··· RECORDS SHOWN ···

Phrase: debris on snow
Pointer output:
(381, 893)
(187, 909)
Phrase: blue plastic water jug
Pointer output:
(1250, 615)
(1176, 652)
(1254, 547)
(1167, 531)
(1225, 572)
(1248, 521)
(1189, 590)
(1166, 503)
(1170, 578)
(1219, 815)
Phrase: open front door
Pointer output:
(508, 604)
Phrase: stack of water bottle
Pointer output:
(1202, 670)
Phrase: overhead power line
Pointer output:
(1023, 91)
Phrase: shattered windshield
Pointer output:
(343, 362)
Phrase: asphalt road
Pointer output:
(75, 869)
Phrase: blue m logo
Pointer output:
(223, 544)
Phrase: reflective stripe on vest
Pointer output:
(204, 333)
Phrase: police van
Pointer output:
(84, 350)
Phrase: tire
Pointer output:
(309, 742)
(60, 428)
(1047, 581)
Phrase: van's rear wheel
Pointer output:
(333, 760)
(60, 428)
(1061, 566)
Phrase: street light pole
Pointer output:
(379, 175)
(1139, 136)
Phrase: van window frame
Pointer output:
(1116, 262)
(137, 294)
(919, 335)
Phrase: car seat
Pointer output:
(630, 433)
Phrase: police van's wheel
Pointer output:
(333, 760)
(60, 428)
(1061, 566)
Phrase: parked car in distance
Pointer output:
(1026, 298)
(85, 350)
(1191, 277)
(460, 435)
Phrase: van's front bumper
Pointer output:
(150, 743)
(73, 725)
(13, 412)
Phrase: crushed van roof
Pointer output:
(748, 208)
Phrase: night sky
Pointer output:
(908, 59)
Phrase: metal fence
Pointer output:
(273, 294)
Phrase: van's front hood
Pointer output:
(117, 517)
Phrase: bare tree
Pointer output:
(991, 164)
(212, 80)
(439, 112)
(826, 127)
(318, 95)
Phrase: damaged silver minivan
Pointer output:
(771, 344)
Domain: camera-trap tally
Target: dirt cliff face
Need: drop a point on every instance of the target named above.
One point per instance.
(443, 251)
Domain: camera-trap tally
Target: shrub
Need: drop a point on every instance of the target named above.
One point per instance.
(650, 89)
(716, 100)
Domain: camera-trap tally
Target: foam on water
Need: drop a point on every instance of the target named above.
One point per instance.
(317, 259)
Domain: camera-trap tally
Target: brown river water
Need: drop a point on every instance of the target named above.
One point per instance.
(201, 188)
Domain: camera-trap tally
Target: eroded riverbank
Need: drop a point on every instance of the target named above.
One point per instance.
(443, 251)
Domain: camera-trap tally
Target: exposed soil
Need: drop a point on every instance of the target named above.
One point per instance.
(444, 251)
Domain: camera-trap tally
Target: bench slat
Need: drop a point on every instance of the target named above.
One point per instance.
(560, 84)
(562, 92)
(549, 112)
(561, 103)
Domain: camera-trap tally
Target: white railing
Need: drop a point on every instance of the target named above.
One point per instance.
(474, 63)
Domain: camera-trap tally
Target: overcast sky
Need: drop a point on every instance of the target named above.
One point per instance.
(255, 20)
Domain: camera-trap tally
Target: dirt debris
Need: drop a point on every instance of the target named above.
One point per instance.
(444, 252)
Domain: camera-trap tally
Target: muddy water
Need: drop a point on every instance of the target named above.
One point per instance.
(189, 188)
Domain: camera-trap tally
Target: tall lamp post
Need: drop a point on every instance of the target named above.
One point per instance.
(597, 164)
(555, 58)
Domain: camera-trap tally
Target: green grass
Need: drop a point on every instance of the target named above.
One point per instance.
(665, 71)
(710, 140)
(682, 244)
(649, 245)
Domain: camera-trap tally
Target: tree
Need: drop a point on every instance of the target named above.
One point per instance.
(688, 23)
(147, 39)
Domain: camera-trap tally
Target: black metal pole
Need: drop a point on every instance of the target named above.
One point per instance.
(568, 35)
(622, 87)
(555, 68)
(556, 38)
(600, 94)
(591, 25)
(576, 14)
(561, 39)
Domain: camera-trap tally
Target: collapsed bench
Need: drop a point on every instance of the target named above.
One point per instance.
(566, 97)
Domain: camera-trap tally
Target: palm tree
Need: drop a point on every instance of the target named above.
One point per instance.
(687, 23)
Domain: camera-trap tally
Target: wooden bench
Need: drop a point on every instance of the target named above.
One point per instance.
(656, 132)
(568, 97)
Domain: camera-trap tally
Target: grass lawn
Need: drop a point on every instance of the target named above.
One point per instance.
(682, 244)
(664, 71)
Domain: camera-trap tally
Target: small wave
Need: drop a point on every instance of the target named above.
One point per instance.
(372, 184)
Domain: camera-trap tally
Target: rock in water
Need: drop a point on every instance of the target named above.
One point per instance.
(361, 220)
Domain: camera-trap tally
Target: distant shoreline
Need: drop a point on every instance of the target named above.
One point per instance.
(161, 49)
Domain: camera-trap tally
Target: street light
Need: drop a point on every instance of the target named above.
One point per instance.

···

• [AIM OF THE EXERCISE] Convert every line of the material above into a JSON list of strings, with one string for each line and blank lines omitted.

• [TASK OUTPUT]
[
  "Phrase: debris on snow",
  "Pointer output:",
  "(381, 893)",
  "(187, 909)",
  "Phrase: blue plastic water jug",
  "Pointer output:",
  "(1250, 615)",
  "(1176, 652)",
  "(1254, 547)",
  "(1167, 531)",
  "(1225, 572)",
  "(1248, 521)",
  "(1189, 590)",
  "(1166, 503)",
  "(1170, 578)",
  "(1219, 815)",
  "Phrase: open front door",
  "Pointer output:",
  "(508, 604)",
  "Phrase: stack of water bottle",
  "Pointer output:",
  "(1202, 670)",
  "Phrase: overhead power line",
  "Pointer output:",
  "(1023, 91)",
  "Phrase: shattered windshield",
  "Pointer output:",
  "(343, 362)",
  "Phrase: asphalt road",
  "Pointer output:",
  "(75, 869)",
  "Phrase: blue m logo",
  "Pointer output:",
  "(223, 544)",
  "Phrase: reflective stripe on vest",
  "Pointer output:",
  "(204, 333)",
  "Phrase: police van",
  "Pointer output:",
  "(84, 350)",
  "Phrase: tire",
  "Pointer output:",
  "(309, 742)",
  "(60, 428)",
  "(1047, 581)",
  "Phrase: van's rear wheel",
  "Pointer output:",
  "(333, 760)",
  "(60, 428)",
  "(1061, 566)",
  "Phrase: street light pole",
  "Pointer output:",
  "(379, 175)",
  "(1139, 136)",
  "Phrase: van window frame",
  "Pointer output:",
  "(1116, 262)",
  "(137, 294)",
  "(919, 335)",
  "Phrase: car seat",
  "Pointer output:",
  "(630, 433)",
  "Phrase: police van's wheel",
  "Pointer output:",
  "(333, 760)",
  "(60, 428)",
  "(1061, 566)",
  "Phrase: parked car in distance",
  "Pointer output:",
  "(1026, 298)",
  "(85, 350)",
  "(1191, 277)",
  "(460, 435)",
  "Phrase: van's front bumper",
  "Pointer output:",
  "(150, 743)",
  "(73, 725)",
  "(13, 412)",
  "Phrase: crushed van roof",
  "Pointer output:",
  "(748, 208)",
  "Phrase: night sky",
  "Pointer output:",
  "(908, 59)",
  "Phrase: metal fence",
  "Pointer output:",
  "(273, 294)",
  "Phrase: van's front hood",
  "Pointer output:",
  "(117, 517)",
  "Phrase: bare tree",
  "Pointer output:",
  "(991, 164)",
  "(212, 80)",
  "(439, 112)",
  "(826, 127)",
  "(318, 95)",
  "Phrase: damaged silver minivan",
  "Pointer output:",
  "(771, 344)",
  "Domain: camera-trap tally",
  "Target: dirt cliff face",
  "Need: drop a point on every instance of the target named above.",
  "One point per instance.",
  "(443, 251)",
  "Domain: camera-trap tally",
  "Target: shrub",
  "Need: drop a point on every instance of the target named above.",
  "One point per instance.",
  "(650, 89)",
  "(716, 100)",
  "Domain: camera-trap tally",
  "Target: foam on water",
  "Need: drop a point on every instance of the target named above.",
  "One point per instance.",
  "(317, 259)",
  "Domain: camera-trap tally",
  "Target: brown river water",
  "Need: drop a point on every instance of the target named above.",
  "One point per instance.",
  "(201, 188)",
  "Domain: camera-trap tally",
  "Target: eroded riverbank",
  "Need: drop a point on every instance of the target named above.",
  "One point per instance.",
  "(443, 251)",
  "Domain: camera-trap tally",
  "Target: exposed soil",
  "Need: drop a point on every instance of the target named above.",
  "One point per instance.",
  "(444, 251)",
  "Domain: camera-trap tally",
  "Target: bench slat",
  "Need: drop a point on every instance of the target named above.",
  "One point per instance.",
  "(560, 84)",
  "(562, 92)",
  "(549, 112)",
  "(561, 103)",
  "Domain: camera-trap tally",
  "Target: white railing",
  "Need: drop a point on every instance of the target named above.",
  "One point per instance.",
  "(474, 63)",
  "Domain: camera-trap tally",
  "Target: overcast sky",
  "Need: drop a point on every instance of the target named above.",
  "One point per instance.",
  "(255, 20)",
  "Domain: camera-trap tally",
  "Target: dirt debris",
  "Need: drop a point on every instance of the target named above.",
  "One point per instance.",
  "(444, 252)",
  "Domain: camera-trap tally",
  "Target: muddy water",
  "Need: drop a point on every instance of the target named above.",
  "One point per instance.",
  "(189, 188)",
  "Domain: camera-trap tally",
  "Target: tall lamp post",
  "Need: drop a point on every instance of the target named above.",
  "One point per instance.",
  "(597, 164)",
  "(555, 58)",
  "Domain: camera-trap tally",
  "Target: green grass",
  "Need: drop a point on every instance of the target named above.",
  "One point per instance.",
  "(665, 71)",
  "(710, 140)",
  "(682, 244)",
  "(649, 245)",
  "Domain: camera-trap tally",
  "Target: tree",
  "Need: drop a point on every instance of the target named above.",
  "One point per instance.",
  "(688, 23)",
  "(147, 39)",
  "Domain: camera-trap tally",
  "Target: black metal pole",
  "Need: drop a point on every instance of the target named above.",
  "One point per instance.",
  "(568, 35)",
  "(622, 87)",
  "(555, 68)",
  "(556, 38)",
  "(600, 94)",
  "(591, 25)",
  "(576, 14)",
  "(561, 39)",
  "Domain: camera-trap tally",
  "Target: collapsed bench",
  "Need: drop a point on every instance of the target named above.",
  "One point per instance.",
  "(566, 97)",
  "Domain: camera-trap tally",
  "Target: palm tree",
  "Need: drop a point on every instance of the target named above.",
  "One point per instance.",
  "(687, 23)",
  "Domain: camera-trap tally",
  "Target: wooden bench",
  "Need: drop a point on every instance of the target named above.",
  "One point per instance.",
  "(656, 132)",
  "(568, 97)",
  "Domain: camera-trap tally",
  "Target: grass lawn",
  "Need: drop a point on every instance of the target named above.",
  "One point per instance.",
  "(682, 244)",
  "(664, 71)",
  "Domain: camera-trap tally",
  "Target: small wave",
  "Need: drop a point on every instance of the target named above.",
  "One point per instance.",
  "(372, 184)",
  "Domain: camera-trap tally",
  "Target: rock in water",
  "Need: drop a point on every instance of the target named above.",
  "One point per instance.",
  "(361, 220)",
  "Domain: camera-trap tally",
  "Target: distant shoreline",
  "Need: drop a point on every instance of the target named above.",
  "One point per instance.",
  "(161, 49)",
  "Domain: camera-trap tally",
  "Target: street light",
  "Need: drop a point on every instance of the target named above.",
  "One point per instance."
]